Text segment
Data Inspection and Exploration

Pointblank’s CLI makes it easy to inspect, preview, and explore your data before running validations. This is useful for understanding your data’s structure, checking for obvious issues, and confirming that your data source is being read correctly.

Supported Data Sources

You can inspect a wide variety of data sources using the CLI:

  • CSV files: single files, glob patterns
  • Parquet files: as single files, directories, or partitioned datasets
  • GitHub URLs: for CSV/Parquet files as standard or raw URLs
  • database tables: via connection strings
  • built-in datasets: these are provided by Pointblank

Quick Reference for the Data Inspection Commands

Command Purpose
pb info Show table type, dimensions, columns, types
pb preview Preview head/tail rows, select columns
pb scan Full column summary/profile (stats, NA, etc)
pb missing Visualize missing value patterns

pb info: Inspecting Data Structure

Use pb info to display basic information about your data source:

pb info data.csv
pb info "data/*.parquet"
pb info "duckdb:///warehouse/analytics.ddb::customer_metrics"
pb info small_table

This command shows the

  • table type (e.g., pandas, polars, etc.)
  • number of rows and columns
  • data source path or identifier

pb preview: Previewing Data

Use pb preview to view the first and last rows of your data, with flexible column selection:

pb preview data.csv
pb preview "data/*.parquet"
pb preview "https://github.com/user/repo/blob/main/data.csv"
pb preview "duckdb:///path/to/db.ddb::table_name"

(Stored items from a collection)
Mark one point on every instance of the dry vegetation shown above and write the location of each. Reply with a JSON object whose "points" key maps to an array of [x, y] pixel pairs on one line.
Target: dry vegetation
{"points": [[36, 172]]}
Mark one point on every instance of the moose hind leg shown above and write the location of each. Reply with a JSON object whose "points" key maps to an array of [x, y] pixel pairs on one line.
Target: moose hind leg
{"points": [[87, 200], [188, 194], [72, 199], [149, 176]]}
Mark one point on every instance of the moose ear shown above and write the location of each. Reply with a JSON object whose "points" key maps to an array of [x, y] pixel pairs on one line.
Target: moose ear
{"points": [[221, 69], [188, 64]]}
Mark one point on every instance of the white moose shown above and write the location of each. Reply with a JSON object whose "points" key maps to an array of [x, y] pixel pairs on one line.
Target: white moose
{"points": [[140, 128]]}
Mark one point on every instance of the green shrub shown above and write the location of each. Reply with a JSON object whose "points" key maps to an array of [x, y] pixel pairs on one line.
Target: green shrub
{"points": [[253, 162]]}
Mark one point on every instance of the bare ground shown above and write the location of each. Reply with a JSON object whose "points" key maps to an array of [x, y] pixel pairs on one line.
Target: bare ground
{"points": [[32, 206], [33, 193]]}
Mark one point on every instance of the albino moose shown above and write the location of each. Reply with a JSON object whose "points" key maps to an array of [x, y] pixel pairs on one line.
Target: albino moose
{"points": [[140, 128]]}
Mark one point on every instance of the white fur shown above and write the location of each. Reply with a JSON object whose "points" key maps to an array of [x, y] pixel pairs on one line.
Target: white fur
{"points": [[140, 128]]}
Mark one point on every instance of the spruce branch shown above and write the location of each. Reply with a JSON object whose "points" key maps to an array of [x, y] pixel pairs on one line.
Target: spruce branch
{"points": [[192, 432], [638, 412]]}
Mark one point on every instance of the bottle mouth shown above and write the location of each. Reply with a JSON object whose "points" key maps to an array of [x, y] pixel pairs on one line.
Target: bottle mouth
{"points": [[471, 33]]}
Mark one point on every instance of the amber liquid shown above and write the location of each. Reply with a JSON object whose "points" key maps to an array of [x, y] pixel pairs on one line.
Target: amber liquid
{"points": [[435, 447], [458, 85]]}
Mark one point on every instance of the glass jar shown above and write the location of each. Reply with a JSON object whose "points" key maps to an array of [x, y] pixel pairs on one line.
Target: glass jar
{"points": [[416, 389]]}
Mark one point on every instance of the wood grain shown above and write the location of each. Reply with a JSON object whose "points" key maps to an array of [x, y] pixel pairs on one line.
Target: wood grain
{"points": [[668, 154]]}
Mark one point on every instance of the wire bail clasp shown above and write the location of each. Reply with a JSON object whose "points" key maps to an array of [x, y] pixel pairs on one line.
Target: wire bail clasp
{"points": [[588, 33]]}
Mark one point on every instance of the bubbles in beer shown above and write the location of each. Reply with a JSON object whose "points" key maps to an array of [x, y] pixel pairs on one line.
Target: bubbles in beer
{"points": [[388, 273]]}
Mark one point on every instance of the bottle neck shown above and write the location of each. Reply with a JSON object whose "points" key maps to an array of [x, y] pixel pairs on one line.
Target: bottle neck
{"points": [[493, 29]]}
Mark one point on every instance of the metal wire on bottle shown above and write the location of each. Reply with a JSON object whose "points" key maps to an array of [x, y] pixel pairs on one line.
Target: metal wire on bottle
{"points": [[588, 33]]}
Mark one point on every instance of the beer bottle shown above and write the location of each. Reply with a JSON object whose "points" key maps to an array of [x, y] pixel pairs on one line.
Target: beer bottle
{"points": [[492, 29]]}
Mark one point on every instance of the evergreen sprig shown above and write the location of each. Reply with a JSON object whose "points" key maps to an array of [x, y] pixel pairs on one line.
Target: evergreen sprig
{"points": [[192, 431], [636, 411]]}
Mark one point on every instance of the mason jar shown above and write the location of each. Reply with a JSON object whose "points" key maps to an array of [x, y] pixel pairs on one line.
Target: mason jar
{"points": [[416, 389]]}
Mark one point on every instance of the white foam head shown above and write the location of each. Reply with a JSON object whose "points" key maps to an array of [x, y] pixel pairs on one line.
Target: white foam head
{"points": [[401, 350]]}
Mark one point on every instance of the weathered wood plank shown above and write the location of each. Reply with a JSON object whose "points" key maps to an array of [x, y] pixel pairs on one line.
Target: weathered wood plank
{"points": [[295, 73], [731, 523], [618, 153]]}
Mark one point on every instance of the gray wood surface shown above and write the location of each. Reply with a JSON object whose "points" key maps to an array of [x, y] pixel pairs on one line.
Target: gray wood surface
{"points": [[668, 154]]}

Given exercise
Summarize the text on data inspection in two sentences. Rely only on the text on data inspection, not on the material.

Output of the task
Pointblank's CLI lets you inspect, preview, and explore data before running validations, and it can read CSV and Parquet files, GitHub URLs, database tables, and built-in datasets. Its commands include pb info for table type, dimensions, columns, and types; pb preview for the first and last rows; pb scan for a full column summary; and pb missing for visualizing missing value patterns.